その際、利用者BさんはAさんの後ろに乗っていて
椅子を何度も蹴ってきた。
ふざけてだ。
これも珍しいことではない。

 
「やめて!」

 
Aさんの親はBさんが嫌いだ。

Aさんは我が子を特別に思い
周りの障害がある方を見下しているような
言動や素振りをする場面がある。

 
確かに我が子の椅子が後ろから蹴られたら不快だろうが
「やめて!」という言い方はいかがなものかと思ってしまう。

 
「Aちゃん、かわいそうに。痛かったよね。痛かったよね。」

 
その日は私が立ち去るまで
ずっと言われた。

 
施設に戻ってから周りに話すと
「いつもだよ。」と同僚が言い
「早く降りない方も降りない方よ。」と施設長が言った。

 
 
それから数日後
再び私はAさんやBさんを送迎することになった。

 
やはりAさんはグズグズしてなかなか降りないし
Bさんは相変わらず蹴っている。

 
保護者の目線が怖かった。

 
焦った私は
普段…今までは一回もしたことはないが
広げていたAさんの足をとじ
体の向きを入り口側に変えた。

 
「やめて!」

保護者は私に言った。

 
「うちの子にはやめてちょうだい!」

「心の準備をする時間が必要なのよ!」

 
私は平謝りした。

 
 
先日と同じような展開にならないようにした結果
私が責められることになってしまった。
先日の利用者と私は同レベルだ。
空回りとはこのことだ。

 
私は平謝りした。
Aさんらにいつまでも平謝りした。

 
別れてからも
心臓がバクバクして
ぼんやりしてしまった。

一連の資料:
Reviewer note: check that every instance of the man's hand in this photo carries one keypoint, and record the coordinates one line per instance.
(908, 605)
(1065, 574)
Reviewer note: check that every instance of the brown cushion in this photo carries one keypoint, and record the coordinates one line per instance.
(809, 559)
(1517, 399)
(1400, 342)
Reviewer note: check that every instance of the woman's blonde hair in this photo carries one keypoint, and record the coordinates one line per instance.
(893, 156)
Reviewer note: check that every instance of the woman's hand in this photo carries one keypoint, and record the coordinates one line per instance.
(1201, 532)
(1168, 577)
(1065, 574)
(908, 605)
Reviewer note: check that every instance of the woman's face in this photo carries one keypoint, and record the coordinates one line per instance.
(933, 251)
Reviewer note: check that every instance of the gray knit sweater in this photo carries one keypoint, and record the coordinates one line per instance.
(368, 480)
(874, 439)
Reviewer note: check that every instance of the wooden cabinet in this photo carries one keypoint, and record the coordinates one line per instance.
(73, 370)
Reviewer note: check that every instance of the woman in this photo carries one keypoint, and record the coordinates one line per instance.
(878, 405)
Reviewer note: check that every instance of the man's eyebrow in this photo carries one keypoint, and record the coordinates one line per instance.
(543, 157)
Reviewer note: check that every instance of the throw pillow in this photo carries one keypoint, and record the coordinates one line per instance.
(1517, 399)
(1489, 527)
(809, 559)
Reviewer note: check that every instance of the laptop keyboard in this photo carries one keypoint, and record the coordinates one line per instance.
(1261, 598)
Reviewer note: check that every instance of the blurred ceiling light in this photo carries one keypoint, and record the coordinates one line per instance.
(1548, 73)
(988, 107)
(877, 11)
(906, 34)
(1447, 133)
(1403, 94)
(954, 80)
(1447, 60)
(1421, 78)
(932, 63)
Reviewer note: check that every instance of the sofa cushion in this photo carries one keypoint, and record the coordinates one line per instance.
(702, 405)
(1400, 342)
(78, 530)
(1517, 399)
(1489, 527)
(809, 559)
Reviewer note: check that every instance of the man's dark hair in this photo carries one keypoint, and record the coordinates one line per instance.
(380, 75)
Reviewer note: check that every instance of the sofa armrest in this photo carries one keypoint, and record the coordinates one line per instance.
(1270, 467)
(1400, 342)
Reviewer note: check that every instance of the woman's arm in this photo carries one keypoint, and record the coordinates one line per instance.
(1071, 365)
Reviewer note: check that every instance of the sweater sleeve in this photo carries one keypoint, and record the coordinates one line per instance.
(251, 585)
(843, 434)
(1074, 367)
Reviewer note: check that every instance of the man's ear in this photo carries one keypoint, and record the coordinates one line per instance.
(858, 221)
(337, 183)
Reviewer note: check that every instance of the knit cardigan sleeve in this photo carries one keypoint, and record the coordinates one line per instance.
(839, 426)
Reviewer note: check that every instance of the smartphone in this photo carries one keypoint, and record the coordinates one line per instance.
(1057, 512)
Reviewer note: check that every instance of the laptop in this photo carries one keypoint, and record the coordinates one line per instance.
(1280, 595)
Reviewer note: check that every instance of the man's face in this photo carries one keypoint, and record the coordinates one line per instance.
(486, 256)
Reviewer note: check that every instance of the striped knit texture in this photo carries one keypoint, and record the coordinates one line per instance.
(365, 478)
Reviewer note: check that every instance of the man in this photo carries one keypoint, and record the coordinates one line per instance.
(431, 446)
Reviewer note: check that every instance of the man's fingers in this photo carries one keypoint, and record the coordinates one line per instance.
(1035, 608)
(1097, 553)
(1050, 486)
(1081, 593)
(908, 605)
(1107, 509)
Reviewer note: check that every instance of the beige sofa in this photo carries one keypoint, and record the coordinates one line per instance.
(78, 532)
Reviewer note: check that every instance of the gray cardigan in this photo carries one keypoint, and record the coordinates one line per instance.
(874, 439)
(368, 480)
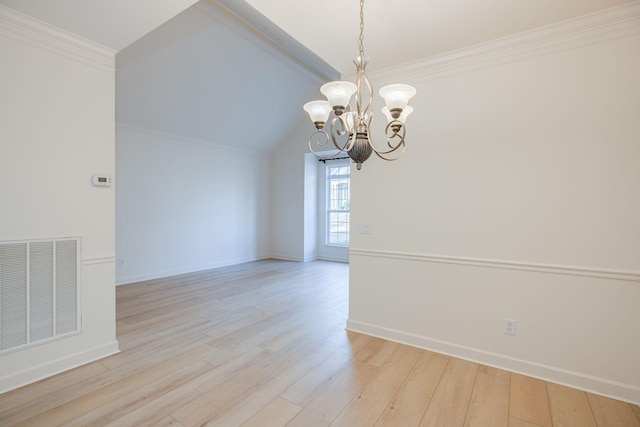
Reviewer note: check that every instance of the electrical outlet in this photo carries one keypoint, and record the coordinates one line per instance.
(509, 326)
(365, 228)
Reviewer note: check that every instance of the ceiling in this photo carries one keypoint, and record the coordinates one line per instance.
(112, 23)
(409, 30)
(395, 32)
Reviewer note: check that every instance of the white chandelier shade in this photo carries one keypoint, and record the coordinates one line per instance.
(351, 105)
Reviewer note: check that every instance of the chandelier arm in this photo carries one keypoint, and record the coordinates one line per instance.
(339, 132)
(321, 144)
(390, 159)
(398, 132)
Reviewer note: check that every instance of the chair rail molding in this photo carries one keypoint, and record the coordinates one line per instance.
(625, 275)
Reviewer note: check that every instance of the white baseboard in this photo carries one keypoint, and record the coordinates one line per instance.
(287, 257)
(591, 384)
(45, 370)
(175, 272)
(334, 259)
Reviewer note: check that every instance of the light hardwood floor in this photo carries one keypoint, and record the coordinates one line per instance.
(263, 344)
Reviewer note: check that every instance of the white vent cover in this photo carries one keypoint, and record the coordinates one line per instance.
(39, 291)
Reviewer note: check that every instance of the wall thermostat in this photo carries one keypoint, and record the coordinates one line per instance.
(101, 180)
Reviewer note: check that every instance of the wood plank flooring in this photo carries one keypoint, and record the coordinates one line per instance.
(263, 344)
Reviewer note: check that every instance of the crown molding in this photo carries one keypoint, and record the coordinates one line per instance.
(26, 29)
(617, 22)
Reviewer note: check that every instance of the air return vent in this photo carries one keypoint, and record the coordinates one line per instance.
(39, 291)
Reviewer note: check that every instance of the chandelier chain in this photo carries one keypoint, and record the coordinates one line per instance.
(361, 39)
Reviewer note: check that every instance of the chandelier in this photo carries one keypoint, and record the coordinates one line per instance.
(351, 124)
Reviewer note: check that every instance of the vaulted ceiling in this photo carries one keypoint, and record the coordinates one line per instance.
(402, 31)
(179, 78)
(396, 31)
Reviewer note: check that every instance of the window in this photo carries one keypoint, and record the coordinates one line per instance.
(338, 204)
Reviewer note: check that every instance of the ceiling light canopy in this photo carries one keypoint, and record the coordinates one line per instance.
(351, 124)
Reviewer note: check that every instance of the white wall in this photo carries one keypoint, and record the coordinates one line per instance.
(288, 196)
(202, 104)
(56, 130)
(185, 206)
(518, 197)
(311, 215)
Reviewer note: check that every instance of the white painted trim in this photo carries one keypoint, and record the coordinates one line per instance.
(287, 258)
(609, 24)
(99, 260)
(45, 370)
(193, 269)
(334, 259)
(602, 386)
(631, 276)
(190, 140)
(26, 29)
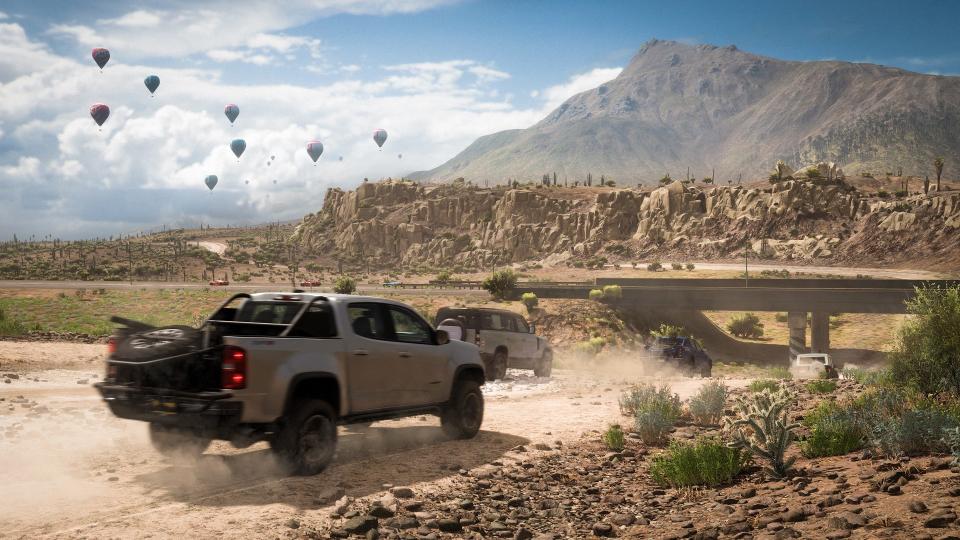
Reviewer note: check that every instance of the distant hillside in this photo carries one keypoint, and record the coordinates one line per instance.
(677, 106)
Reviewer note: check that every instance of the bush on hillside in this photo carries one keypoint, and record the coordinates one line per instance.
(747, 325)
(706, 462)
(500, 283)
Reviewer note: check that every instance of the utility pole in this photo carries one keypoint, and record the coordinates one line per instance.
(746, 268)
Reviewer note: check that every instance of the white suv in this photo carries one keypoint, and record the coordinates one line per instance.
(505, 340)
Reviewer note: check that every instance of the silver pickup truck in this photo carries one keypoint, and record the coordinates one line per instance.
(288, 368)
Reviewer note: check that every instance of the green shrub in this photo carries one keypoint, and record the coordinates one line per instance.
(834, 431)
(706, 406)
(821, 386)
(345, 285)
(612, 292)
(530, 301)
(747, 325)
(654, 410)
(760, 385)
(500, 283)
(780, 373)
(10, 327)
(706, 462)
(928, 345)
(614, 438)
(762, 427)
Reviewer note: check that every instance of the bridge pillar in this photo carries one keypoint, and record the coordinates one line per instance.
(820, 332)
(797, 322)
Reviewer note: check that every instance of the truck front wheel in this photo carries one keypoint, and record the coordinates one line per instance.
(308, 439)
(463, 415)
(177, 443)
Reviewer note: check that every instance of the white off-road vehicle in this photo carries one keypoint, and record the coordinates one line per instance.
(505, 340)
(288, 368)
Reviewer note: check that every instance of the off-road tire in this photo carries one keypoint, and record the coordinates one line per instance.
(463, 415)
(498, 366)
(307, 441)
(177, 443)
(159, 342)
(544, 366)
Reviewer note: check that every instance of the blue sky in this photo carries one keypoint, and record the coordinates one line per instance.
(435, 73)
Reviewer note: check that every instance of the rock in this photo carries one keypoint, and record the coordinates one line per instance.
(449, 525)
(402, 492)
(602, 529)
(939, 521)
(522, 534)
(360, 524)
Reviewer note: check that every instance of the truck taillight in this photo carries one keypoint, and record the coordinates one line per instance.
(233, 369)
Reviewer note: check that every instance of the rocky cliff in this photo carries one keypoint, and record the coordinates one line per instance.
(409, 223)
(719, 108)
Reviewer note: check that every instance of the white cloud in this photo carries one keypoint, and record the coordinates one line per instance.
(135, 19)
(60, 174)
(218, 24)
(554, 96)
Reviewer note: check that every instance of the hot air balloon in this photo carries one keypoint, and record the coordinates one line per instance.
(380, 137)
(238, 146)
(314, 149)
(152, 82)
(232, 112)
(101, 57)
(100, 113)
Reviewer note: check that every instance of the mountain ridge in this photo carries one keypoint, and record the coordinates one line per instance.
(719, 108)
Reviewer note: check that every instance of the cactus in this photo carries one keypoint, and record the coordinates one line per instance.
(762, 427)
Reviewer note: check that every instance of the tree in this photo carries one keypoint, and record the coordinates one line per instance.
(928, 344)
(500, 283)
(938, 167)
(530, 300)
(345, 285)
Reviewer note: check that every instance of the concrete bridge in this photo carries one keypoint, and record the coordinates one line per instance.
(796, 297)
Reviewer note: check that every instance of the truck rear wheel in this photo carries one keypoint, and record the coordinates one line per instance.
(308, 440)
(544, 366)
(498, 367)
(463, 415)
(177, 443)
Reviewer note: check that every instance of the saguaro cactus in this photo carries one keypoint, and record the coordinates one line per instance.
(763, 428)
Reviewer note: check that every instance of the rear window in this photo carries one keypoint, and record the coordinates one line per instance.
(268, 312)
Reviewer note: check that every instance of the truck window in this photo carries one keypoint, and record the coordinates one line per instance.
(409, 328)
(366, 320)
(492, 321)
(317, 322)
(269, 312)
(521, 325)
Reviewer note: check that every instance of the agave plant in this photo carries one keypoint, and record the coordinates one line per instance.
(762, 427)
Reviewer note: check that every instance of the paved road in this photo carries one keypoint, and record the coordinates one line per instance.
(884, 273)
(252, 287)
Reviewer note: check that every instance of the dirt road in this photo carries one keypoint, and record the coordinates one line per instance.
(70, 469)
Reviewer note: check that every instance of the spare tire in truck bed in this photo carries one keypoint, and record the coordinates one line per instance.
(158, 343)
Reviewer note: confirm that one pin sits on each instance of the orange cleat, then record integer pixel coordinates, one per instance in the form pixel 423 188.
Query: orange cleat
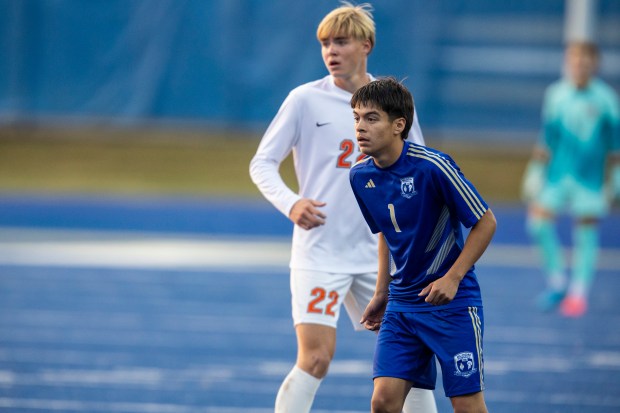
pixel 573 306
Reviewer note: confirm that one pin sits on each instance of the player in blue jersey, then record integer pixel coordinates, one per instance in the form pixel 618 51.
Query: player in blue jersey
pixel 579 139
pixel 427 300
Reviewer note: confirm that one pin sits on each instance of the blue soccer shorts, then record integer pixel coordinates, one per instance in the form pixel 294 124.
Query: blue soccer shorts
pixel 408 343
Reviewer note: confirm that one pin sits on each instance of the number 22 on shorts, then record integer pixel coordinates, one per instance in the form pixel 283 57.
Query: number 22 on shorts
pixel 315 306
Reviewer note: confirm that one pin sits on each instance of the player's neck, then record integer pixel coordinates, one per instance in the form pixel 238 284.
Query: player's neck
pixel 389 155
pixel 352 83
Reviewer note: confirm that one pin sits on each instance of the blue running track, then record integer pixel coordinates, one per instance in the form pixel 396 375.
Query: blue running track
pixel 182 305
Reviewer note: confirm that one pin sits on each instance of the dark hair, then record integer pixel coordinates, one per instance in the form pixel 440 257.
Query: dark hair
pixel 389 95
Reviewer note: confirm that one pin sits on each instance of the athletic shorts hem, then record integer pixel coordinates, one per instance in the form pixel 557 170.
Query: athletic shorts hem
pixel 463 393
pixel 415 384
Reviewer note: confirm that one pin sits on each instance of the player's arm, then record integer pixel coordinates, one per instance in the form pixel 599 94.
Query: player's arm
pixel 371 319
pixel 443 290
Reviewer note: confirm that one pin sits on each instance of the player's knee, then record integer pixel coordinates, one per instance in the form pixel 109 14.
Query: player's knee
pixel 317 363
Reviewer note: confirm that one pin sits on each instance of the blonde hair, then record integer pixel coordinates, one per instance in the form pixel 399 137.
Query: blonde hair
pixel 349 20
pixel 584 46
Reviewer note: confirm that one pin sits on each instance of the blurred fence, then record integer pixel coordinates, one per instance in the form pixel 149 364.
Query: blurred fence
pixel 474 66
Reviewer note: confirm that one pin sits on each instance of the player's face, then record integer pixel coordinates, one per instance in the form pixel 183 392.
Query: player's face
pixel 377 135
pixel 580 65
pixel 344 56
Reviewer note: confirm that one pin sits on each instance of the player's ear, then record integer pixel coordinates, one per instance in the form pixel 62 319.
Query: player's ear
pixel 399 125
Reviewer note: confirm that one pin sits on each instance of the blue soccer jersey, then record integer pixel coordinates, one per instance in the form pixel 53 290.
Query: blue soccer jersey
pixel 419 204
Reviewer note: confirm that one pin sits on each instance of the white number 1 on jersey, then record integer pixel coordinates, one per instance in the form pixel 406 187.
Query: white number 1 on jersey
pixel 393 217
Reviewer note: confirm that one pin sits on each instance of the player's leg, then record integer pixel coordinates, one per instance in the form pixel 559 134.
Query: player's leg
pixel 363 287
pixel 316 302
pixel 315 349
pixel 541 227
pixel 389 395
pixel 587 206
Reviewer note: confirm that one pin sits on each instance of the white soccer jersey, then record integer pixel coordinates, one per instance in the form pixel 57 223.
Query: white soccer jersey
pixel 316 123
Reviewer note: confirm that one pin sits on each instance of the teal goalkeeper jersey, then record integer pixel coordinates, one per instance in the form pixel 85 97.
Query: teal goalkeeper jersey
pixel 580 128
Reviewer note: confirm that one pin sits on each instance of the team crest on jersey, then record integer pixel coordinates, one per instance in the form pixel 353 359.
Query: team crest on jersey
pixel 406 187
pixel 464 363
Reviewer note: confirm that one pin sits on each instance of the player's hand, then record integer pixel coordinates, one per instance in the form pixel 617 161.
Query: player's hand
pixel 440 291
pixel 371 319
pixel 306 213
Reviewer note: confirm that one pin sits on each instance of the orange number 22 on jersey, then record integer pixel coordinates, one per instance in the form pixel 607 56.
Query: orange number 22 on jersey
pixel 347 147
pixel 321 294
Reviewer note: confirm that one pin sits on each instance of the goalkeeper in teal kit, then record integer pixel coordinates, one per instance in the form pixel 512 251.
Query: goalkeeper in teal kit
pixel 574 168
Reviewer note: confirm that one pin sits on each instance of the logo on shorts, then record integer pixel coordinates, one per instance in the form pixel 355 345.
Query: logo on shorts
pixel 464 363
pixel 406 187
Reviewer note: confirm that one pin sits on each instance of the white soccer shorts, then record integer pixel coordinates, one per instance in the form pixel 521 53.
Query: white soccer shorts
pixel 318 296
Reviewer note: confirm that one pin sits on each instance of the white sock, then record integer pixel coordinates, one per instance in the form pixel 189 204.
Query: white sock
pixel 420 401
pixel 297 392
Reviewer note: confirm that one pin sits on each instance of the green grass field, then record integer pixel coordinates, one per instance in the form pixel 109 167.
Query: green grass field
pixel 186 162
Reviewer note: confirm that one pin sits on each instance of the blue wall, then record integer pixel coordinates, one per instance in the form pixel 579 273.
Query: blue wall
pixel 472 65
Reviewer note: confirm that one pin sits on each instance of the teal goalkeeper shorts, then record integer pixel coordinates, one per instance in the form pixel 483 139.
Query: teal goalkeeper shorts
pixel 568 195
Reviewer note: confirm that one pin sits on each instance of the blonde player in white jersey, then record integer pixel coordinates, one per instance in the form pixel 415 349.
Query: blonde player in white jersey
pixel 334 254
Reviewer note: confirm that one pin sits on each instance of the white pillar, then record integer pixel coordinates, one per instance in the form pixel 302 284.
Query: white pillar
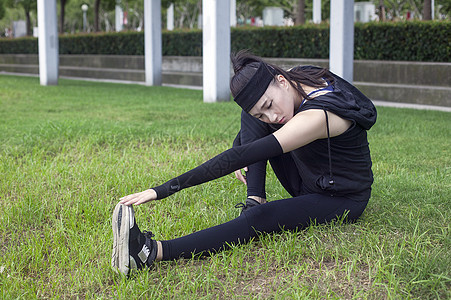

依頼内容 →
送迎の体験談の続きを、最後の一文の後から書き進めてください。

出力結果 →
 
やってしまった…
やってしまった……
やってしまった………

私は心が真っ暗になってしまった。

 
次から次へと
今まで仕事でやった失敗や保護者からの苦情が浮かんで仕方なかった。
ただただ自信をなくした。

 
…こんな時に同僚に話せたらどんなにか楽だろう。

私は同僚にも
まして施設長になんて言えず
暗い気持ちで残りの業務をこなした。

 
施設長は保護者とLINEでやりとりをしているから
LINEの音が鳴るたびに
私はビクビクしていた。

 
関係ない話をしても
関係ない仕事をしても
私は上の空だった。

 
 
定時になってから
逃げるように私は帰った。

 
心臓がバクバクした。

 
 
帰宅後
家の中に入るとエビカツ巻きが置いてあった。

それは私が「久しぶりに食べたい。」と言っていたものだった。

 
その日は私が両親より先に帰り
そのエビカツ巻きを一人食べたら涙が込み上げた。

人は何故悲しい時にご飯を食べると涙が出てくるのだろうか。

 
そのうち、両親が帰ってきて
私は一部始終話した。

 
「次の人の送迎もあるのに、心の準備をいつまでも待てないよね(※Aさんは送迎トップバッター)。」

 
「適当に話を合わせておけばいいんじゃない?そういう親なんでしょ。」

私はフッと今日気づいた。

 
Aさんは場面切り替えが苦手で何かを促されるたびに「やめてよ!」と怒鳴っている。

 
そうだ…
それは母親の口癖なのだ。

子は親に似るのだ。

 
「待たせて申し訳ありません。」
「いつもなかなか降りなくて申し訳ありません。」

という気持ちはないのだろう。

 
これからは親に任せよう。

どうせ私は無能な職員なのだ。

 
心の準備とやらができた時に
保護者が率先しておろしてください。

他の人の送迎もあるので
その点をどうかよろしくお願いしますね。